Hoje, tudo o que é mau é fascismo. O fascismo deixou de ser um conceito operativo (da História, da Ciência Política) e passou a ser a pior forma de abjurar adversários ou de os colocar contra as cordas, no limite do ad hominem. Vulgarizou-se como ofensa, delimitando quem se situa numa extremidade inabitável da barricada. Da esquerda, já era hábito sedimentado: logo à sua direita, no limite do concubinato, levam com o opróbrio fascista quando escorregam para heresias. Agora também há próceres à direita que não enjeitam o qualificativo (colando-o aos radicais islâmicos, por exemplo), nem que seja para ferir a sensibilidade dos habituais apoiantes de palestinos – nem que assim o sejam para pisar os calos do ocidente. Quase se podia generalizar uma lei, por dedução: tens alguém nos antípodas, cola-lhe o rótulo de fascista até que ele se abespinhe e te encha de razão pela violência da sua resposta. Pelo caminho, mandas para o lixo da História e da Ciência Política conceitos que tinham sido assimilados com o apoio do método cientifico.

• [TAREFA ESCRITA 1] Selecione todas as linhas dos registos que contêm a palavra "retaining".

• [DADOS DO EXERCÍCIO]
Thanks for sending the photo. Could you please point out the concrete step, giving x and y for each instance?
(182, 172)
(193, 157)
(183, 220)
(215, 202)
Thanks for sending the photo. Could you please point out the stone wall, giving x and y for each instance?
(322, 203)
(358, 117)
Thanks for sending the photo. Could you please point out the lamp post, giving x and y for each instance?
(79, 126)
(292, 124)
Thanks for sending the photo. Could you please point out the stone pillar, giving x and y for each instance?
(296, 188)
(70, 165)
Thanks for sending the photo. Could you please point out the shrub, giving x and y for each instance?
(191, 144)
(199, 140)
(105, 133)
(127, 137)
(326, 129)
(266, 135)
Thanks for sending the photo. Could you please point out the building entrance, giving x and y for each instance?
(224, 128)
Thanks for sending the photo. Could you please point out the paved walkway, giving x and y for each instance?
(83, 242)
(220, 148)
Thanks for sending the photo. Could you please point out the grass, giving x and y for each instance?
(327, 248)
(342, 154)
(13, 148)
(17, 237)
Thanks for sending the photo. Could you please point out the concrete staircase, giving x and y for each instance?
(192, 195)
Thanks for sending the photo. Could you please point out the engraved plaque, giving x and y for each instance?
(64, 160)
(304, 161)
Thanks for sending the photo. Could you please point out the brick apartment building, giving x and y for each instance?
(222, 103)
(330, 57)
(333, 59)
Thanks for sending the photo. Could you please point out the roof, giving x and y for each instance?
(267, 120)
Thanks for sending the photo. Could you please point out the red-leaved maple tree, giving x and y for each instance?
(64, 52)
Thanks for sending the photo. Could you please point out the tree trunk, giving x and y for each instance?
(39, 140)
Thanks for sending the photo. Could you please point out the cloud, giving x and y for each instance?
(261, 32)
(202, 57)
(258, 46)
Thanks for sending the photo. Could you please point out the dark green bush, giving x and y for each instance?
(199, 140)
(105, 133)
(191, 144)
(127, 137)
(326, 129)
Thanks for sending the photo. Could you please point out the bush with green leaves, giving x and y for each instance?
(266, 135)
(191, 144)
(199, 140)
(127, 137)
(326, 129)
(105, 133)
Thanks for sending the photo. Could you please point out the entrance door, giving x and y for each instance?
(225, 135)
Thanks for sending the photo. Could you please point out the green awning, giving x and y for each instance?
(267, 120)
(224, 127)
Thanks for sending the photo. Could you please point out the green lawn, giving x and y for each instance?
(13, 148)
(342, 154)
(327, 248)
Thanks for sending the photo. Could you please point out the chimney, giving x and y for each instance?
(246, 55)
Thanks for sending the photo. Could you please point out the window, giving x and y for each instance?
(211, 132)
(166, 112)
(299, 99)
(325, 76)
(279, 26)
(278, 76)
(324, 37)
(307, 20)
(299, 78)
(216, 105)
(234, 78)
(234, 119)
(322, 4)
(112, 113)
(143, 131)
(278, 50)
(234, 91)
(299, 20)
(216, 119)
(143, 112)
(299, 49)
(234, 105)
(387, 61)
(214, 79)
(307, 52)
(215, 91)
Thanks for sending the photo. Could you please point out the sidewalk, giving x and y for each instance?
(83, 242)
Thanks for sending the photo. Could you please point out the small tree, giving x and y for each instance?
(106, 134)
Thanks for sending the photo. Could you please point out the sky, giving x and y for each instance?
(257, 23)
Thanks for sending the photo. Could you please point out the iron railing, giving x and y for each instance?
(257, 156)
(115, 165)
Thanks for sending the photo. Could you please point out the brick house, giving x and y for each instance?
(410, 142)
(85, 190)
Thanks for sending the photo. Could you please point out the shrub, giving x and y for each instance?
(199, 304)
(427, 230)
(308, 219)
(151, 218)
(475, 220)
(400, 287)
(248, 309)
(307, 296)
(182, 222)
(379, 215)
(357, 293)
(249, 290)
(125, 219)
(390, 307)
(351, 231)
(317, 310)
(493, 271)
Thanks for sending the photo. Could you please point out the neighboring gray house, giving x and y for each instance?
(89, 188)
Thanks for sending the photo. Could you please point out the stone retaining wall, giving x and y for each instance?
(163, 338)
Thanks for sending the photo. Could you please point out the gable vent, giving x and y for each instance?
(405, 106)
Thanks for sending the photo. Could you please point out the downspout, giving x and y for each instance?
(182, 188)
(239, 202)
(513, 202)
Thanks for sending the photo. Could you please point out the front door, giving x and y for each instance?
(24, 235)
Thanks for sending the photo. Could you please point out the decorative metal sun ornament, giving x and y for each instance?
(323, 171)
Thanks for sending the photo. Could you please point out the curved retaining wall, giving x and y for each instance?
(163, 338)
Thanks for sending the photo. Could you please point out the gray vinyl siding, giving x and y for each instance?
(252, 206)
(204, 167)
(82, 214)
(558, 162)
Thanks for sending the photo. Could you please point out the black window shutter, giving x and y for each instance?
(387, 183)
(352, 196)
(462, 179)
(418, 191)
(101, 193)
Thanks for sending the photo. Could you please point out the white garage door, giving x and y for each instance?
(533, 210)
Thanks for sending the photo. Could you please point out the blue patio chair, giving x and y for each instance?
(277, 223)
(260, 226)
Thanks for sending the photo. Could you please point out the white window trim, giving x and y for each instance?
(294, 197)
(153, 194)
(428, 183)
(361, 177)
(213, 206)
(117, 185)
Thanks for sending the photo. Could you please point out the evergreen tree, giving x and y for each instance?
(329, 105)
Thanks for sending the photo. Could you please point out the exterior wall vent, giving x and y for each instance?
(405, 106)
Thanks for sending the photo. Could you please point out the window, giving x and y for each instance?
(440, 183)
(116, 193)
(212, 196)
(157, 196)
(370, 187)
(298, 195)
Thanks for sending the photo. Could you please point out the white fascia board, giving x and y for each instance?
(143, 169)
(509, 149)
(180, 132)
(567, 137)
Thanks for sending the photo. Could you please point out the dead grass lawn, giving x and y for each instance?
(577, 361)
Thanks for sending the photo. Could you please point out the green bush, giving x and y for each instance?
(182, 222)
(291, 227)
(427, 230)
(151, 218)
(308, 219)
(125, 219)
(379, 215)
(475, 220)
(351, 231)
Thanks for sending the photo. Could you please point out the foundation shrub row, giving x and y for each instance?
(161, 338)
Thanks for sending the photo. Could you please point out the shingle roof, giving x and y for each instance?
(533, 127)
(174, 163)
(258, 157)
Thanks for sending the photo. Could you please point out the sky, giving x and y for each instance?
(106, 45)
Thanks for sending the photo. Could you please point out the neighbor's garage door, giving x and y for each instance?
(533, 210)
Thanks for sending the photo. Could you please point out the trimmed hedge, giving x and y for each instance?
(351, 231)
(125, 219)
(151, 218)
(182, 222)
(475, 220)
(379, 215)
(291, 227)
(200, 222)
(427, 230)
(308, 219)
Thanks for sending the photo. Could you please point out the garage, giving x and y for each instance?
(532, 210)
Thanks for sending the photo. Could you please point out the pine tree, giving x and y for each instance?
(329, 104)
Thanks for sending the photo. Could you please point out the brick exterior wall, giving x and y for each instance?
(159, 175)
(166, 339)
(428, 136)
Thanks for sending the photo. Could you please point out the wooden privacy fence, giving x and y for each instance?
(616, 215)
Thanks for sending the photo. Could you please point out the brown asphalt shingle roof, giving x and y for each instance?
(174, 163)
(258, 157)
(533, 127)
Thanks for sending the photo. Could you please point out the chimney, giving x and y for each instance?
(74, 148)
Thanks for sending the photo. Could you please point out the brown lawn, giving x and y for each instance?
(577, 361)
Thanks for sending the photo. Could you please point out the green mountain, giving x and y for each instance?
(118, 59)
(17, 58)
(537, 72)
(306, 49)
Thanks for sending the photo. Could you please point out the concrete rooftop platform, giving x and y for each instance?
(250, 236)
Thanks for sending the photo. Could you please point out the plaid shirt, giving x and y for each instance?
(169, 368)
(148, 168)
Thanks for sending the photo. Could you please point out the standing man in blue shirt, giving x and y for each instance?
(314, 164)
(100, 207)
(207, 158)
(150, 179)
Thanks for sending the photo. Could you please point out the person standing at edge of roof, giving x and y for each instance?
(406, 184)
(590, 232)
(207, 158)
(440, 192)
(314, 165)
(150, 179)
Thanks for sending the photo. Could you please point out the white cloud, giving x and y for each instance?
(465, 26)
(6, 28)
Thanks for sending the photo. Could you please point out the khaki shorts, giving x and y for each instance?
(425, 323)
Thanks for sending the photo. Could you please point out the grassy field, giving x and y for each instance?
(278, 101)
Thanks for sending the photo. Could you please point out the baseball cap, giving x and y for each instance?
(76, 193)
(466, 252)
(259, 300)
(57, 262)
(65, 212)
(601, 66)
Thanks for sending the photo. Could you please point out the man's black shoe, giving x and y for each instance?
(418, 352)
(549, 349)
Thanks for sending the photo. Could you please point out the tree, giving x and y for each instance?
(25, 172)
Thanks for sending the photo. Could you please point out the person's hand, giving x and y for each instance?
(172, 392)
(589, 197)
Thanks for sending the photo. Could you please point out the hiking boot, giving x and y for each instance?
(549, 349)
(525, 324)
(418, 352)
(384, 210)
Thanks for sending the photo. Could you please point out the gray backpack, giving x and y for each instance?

• [TAREFA ESCRITA 2] Escreva a parte seguinte do texto sobre a banalização do termo fascismo, começando a seguir à última frase apresentada.

• [RESPOSTA ESPERADA 1]
Thanks for sending the photo. Could you please point out the stone retaining wall, giving x and y for each instance?
Thanks for sending the photo. Could you please point out the curved retaining wall, giving x and y for each instance?

• [RESPOSTA ESPERADA 2]
Hoje, se não estás pela causa ambientalista és, por inação, perpetrador de genocídio. Encurralam-te no hediondo capitalismo, acusam-te de serem cúmplice do capitalismo, mesmo que tu, pouco mais do que remediado, precises de um trabalho para subsistir e manter a família. Isso não interessa aos novos apóstolos do ambientalismo: devias ser fiel à causa mais politicamente correta, mesmo que isso te mande, juntamente com o agregado familiar, para debaixo da ponte. Devias ser sensível à castração das legítimas aspirações dos teus filhos e dos teus netos enquanto passas ao lado da emergência ambiental e continuas a “colaborar” com os capitalistas que exaurem o mundo e o desqualificam para quem vem depois de ti. Devias ter aprendido, dos princípios da lei, que o seu desconhecimento não legitima o desmazelo – aqui com extensão contextual, para te ensinarem que não mereces perdão se não te informares sobre as boas práticas que não lesam o deus-sagrado-ambiente e não militares num combativo ativismo que reponha a justiça (pela menos a idealizada).

Apanhados no restolho de um ativismo exacerbado, algumas palavras sujeitam-se a um processo de banalização que é ofensivo para quem delas foi vítima no processo histórico. Invocar o genocídio, enxertando-o no oportunismo ambientalista, é ultrajante para os que morreram aos pés de quem intencionalmente o cometeu. Que seria dado a fazer aos apóstolos do ambientalismo se pusessem a mão no poder? Levavam os déspotas do capitalismo ao Tribunal de Haia?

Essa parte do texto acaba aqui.